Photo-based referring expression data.
►

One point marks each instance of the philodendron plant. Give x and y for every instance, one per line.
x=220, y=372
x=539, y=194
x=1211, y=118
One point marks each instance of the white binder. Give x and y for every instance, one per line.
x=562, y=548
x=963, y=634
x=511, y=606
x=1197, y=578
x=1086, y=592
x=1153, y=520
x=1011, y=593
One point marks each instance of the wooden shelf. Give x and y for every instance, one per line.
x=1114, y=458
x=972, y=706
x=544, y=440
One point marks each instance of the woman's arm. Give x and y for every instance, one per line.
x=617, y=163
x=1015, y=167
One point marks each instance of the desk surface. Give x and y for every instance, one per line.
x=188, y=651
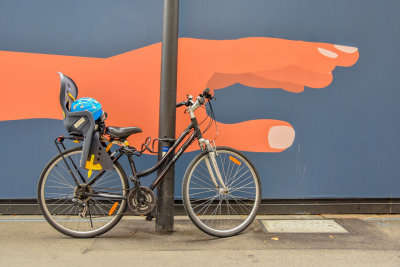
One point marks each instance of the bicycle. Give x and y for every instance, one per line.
x=221, y=188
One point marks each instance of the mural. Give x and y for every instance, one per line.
x=129, y=83
x=265, y=60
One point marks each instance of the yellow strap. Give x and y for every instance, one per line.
x=235, y=160
x=109, y=146
x=71, y=96
x=90, y=166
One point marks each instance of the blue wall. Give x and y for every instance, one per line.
x=347, y=135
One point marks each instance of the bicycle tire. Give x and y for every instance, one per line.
x=62, y=209
x=203, y=202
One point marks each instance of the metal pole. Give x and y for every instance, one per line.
x=165, y=191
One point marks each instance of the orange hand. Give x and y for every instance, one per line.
x=128, y=85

◄

Your instructions. Would you return the records exactly, keeping out every picture?

Answer for the task.
One point marks each instance of the philodendron plant. Give x and y for every instance, one per line.
x=220, y=372
x=539, y=194
x=1211, y=118
One point marks each instance of the white binder. Give x and y for every instance, one per line.
x=562, y=548
x=963, y=634
x=511, y=606
x=1197, y=578
x=1086, y=592
x=1153, y=520
x=1011, y=593
One point marks each instance of the wooden shelf. Give x and y for every instance, one per line.
x=1114, y=458
x=972, y=706
x=544, y=440
One point marks each instance of the woman's arm. Give x and y for every instance, one per line.
x=617, y=163
x=1015, y=167
One point marks each instance of the desk surface. Give x and y for every instance, one per line.
x=188, y=651
One point marks each instance of the bicycle. Give x and y for every instance, one per line.
x=221, y=188
One point marks each instance of the mural. Give x and y for every instance, one per line.
x=129, y=83
x=265, y=60
One point marks each instance of the yellow strap. Give x and y for every instance, one per line.
x=235, y=160
x=109, y=146
x=71, y=96
x=90, y=166
One point marks each instance of the blue wall. Give x and y for every instance, one per line.
x=347, y=135
One point marks each instance of the bicycle tire. Give x and y for every instance, one per line.
x=62, y=209
x=203, y=202
One point marks each instance of the metal pole. Give x and y for every instance, one per line.
x=165, y=191
One point marks each instance of the orange hand. Give x and y for every instance, one per line.
x=128, y=85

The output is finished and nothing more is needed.